THE PROBLEM
Please list every line in the entries below that contains the word "shirt", copying each such line in full.

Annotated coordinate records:

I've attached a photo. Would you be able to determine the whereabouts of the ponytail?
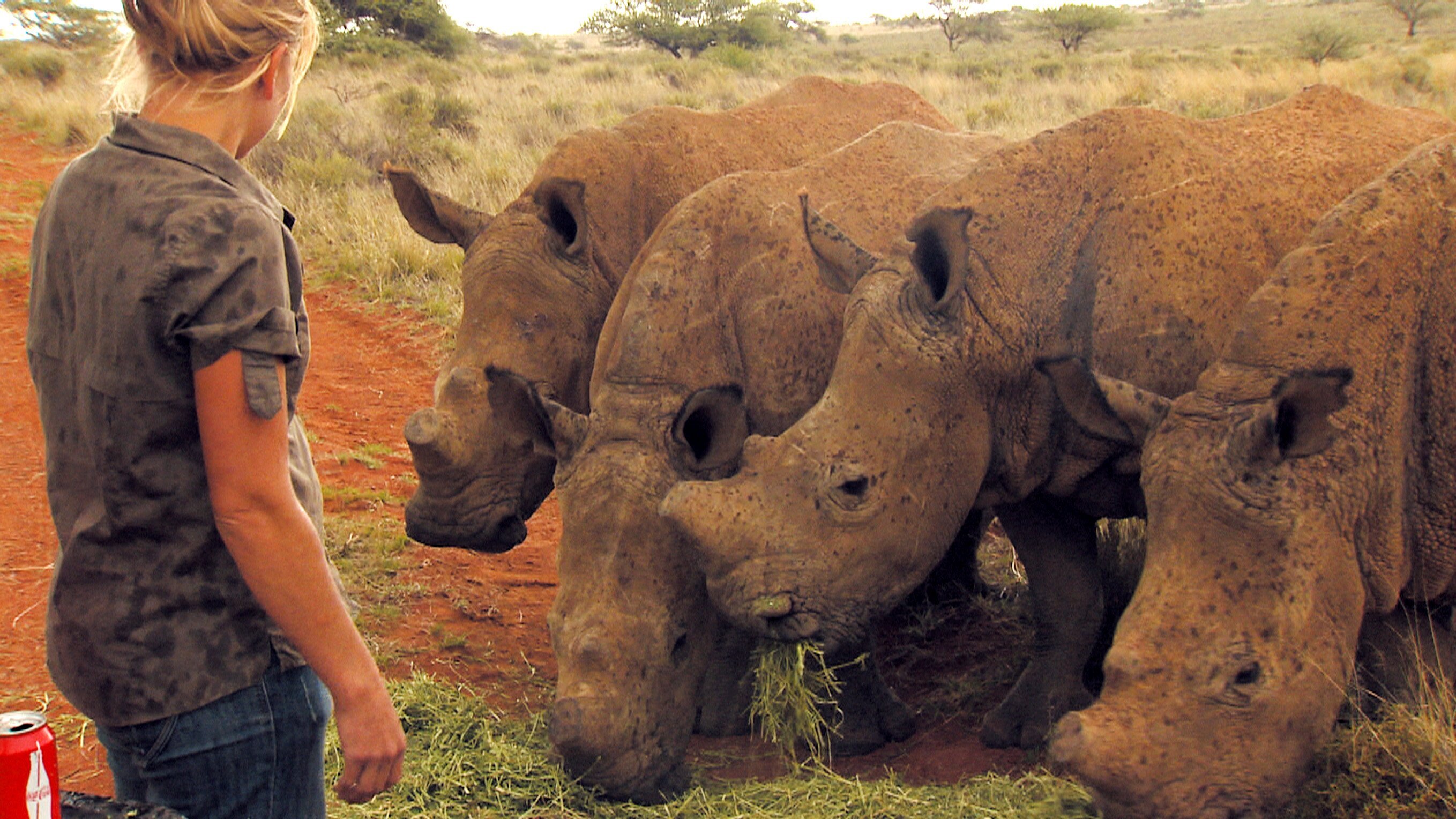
[108,0,319,125]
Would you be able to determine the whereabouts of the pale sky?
[8,0,1147,36]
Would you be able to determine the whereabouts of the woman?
[26,0,405,819]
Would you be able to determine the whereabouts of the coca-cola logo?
[25,743,55,819]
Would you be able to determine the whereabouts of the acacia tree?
[1379,0,1446,36]
[1294,24,1360,69]
[581,0,823,59]
[929,0,985,51]
[1031,3,1130,51]
[0,0,116,48]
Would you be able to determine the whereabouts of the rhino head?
[660,203,993,650]
[489,369,747,803]
[386,168,611,552]
[1051,364,1364,819]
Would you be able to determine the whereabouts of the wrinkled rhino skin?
[662,86,1452,746]
[387,77,951,551]
[1052,137,1456,819]
[489,122,1000,800]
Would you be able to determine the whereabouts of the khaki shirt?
[26,115,322,727]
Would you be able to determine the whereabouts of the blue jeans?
[96,661,333,819]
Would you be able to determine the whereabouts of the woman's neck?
[141,87,250,159]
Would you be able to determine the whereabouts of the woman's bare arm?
[193,350,405,803]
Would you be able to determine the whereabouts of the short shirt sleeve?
[163,203,300,418]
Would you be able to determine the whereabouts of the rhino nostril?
[546,698,585,756]
[671,631,689,666]
[492,515,526,547]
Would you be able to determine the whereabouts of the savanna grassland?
[0,0,1456,817]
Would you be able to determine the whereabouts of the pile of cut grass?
[329,675,1095,819]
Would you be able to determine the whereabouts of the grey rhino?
[489,122,1000,801]
[1051,137,1456,819]
[662,86,1452,746]
[387,77,951,551]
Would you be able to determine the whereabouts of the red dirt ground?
[0,124,1025,794]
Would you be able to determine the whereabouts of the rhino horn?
[443,367,485,402]
[485,367,587,462]
[405,407,465,474]
[673,385,749,472]
[800,191,879,293]
[532,176,591,258]
[1037,355,1172,446]
[384,162,494,249]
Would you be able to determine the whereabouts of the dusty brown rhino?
[1051,137,1456,819]
[387,77,949,551]
[662,86,1452,746]
[489,122,1000,800]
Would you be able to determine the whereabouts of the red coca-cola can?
[0,711,61,819]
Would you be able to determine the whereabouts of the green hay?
[749,640,865,768]
[327,673,1095,819]
[1284,664,1456,819]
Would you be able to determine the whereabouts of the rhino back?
[926,86,1453,395]
[593,122,1002,434]
[507,76,951,282]
[1198,137,1456,612]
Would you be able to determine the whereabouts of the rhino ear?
[384,162,494,249]
[800,191,879,293]
[671,385,749,476]
[485,367,587,464]
[906,209,971,312]
[1249,367,1354,464]
[533,176,589,259]
[1037,355,1172,446]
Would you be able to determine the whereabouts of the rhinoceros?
[1051,137,1456,819]
[387,77,951,551]
[489,122,1000,801]
[662,86,1452,746]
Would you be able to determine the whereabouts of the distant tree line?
[581,0,826,58]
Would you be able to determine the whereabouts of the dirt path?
[0,124,1025,794]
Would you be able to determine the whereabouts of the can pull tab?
[25,742,55,819]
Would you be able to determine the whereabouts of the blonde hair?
[108,0,319,132]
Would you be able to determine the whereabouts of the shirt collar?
[106,114,294,230]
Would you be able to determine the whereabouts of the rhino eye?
[1233,663,1264,685]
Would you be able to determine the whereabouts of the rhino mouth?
[1089,787,1264,819]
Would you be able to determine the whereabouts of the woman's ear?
[258,42,293,99]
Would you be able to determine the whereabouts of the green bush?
[702,42,759,71]
[1294,22,1360,65]
[282,150,373,189]
[0,48,67,87]
[1401,54,1431,92]
[430,93,479,137]
[1031,59,1067,80]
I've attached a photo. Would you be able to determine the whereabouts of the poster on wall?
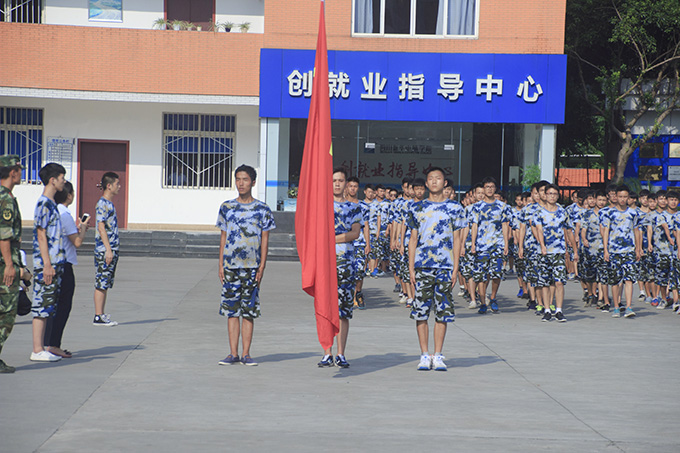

EXPECTED OUTPUT
Would you be able to determine the whereabouts of the khaki shirt?
Would you be able to determine the whereabouts of the short shirt sleeve?
Would you be able to determine the whereabouts of the shirt collar?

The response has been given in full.